Re: [DISCUSS] SPIP: Add the TIME data type

Mich Talebzadeh Thu, 13 Feb 2025 16:53:38 -0800

hm, I tried the attached code. This code tries to simulates handling TIME
data in Spark using Parquet files. Since Spark does not support a direct
TIME datatype, it follows these steps:


   - Stores time as a STRING in a Parquet file using PyArrow.
   - Reads the Parquet file using PyArrow, Pandas, and Spark to verify the
   data.
   - Converts STRING to TIMESTAMP in Spark.
   - Extracts hour, minute, and second from the TIMESTAMP column.

If you run it, you will get this

Parquet file 'time_example_fixed.parquet' created successfully.
Checking if Parquet file exists...

▸ **Tasks and exercises**:
A: From the Spark TIME data type post, reproduce word for word the passage that begins with the words containing "Mich Talebzadeh Thu, 13" and ends with "file using PyArrow.".
B: Carry on writing the Spark TIME data type post from its final line.

▸ **Information given**:
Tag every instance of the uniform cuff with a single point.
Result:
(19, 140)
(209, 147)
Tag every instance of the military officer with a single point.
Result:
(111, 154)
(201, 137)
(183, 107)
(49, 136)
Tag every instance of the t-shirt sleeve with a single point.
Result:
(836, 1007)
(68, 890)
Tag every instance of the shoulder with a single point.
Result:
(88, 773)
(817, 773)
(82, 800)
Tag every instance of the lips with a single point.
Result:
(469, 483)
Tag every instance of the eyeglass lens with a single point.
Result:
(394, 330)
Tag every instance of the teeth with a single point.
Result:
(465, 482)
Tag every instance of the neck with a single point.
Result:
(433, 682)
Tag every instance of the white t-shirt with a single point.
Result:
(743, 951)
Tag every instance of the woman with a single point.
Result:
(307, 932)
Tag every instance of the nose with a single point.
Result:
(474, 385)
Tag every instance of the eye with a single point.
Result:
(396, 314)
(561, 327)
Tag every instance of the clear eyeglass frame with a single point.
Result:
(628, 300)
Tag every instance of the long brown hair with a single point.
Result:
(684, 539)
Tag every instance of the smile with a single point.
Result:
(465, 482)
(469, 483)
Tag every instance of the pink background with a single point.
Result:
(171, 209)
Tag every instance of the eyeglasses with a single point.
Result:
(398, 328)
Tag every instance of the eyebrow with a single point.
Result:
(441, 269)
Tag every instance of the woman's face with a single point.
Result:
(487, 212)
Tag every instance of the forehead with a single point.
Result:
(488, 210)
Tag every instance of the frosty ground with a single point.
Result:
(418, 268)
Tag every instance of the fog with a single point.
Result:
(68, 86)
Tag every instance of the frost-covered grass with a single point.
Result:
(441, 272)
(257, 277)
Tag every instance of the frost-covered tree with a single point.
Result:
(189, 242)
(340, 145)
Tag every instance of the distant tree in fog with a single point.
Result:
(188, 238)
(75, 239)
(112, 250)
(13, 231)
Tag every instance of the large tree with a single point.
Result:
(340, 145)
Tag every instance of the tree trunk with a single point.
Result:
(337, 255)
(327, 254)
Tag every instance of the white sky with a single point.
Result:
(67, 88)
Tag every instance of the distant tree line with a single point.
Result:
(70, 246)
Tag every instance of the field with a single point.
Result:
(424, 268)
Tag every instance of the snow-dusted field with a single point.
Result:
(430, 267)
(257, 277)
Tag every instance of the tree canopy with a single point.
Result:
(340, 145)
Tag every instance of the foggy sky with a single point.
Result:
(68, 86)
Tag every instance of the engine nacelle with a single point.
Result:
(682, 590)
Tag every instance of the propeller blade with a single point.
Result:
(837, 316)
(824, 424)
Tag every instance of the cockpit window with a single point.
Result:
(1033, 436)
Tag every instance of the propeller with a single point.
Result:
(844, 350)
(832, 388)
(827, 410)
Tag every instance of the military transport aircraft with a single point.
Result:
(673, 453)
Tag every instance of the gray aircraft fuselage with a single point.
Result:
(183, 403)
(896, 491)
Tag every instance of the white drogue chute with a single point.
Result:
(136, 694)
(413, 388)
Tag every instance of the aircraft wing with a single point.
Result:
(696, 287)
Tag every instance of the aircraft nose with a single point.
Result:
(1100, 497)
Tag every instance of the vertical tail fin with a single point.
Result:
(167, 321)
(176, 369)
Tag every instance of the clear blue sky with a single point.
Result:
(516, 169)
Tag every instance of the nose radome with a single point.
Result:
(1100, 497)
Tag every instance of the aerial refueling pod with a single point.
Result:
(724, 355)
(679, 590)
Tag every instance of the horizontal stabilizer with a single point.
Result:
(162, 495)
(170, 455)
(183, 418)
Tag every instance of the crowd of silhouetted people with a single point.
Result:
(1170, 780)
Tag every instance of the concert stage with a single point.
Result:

▸ **Answers below**:
A:
Mich Talebzadeh Thu, 13 Feb 2025 16:53:38 -0800

hm, I tried the attached code. This code tries to simulates handling TIME
data in Spark using Parquet files. Since Spark does not support a direct
TIME datatype, it follows these steps:


   - Stores time as a STRING in a Parquet file using PyArrow.

B:
Parquet file 'time_example_fixed.parquet' exists.
File size: 1686 bytes
Parquet file is not empty.
Reading with PyArrow
PyArrow Data Preview:
        event_time
0  12:34:56.789000
1  23:45:43.210000

Reading with Pandas
Pandas Data Preview:
        event_time
0  12:34:56.789000
1  23:45:43.210000

Reading with Spark

Read the Parquet file using Spark

Data loaded from Parquet file:
+----------+
|event_time|
+----------+
+----------+

root
 |-- event_time: string (nullable = true)

Convert STRING time to TIMESTAMP HH:mm:ss.SSSSSS format
Extract hours, minutes, and seconds
Data with extracted time components
+----------+----+------+------+
|event_time|hour|minute|second|
+----------+----+------+------+
+----------+----+------+------+

 It fails to display data in Spark while PyArrow and Pandas work fine. This
suggests that Spark is failing to interpret the Parquet file correctly.
The problem is likely caused by one or more of the following issues.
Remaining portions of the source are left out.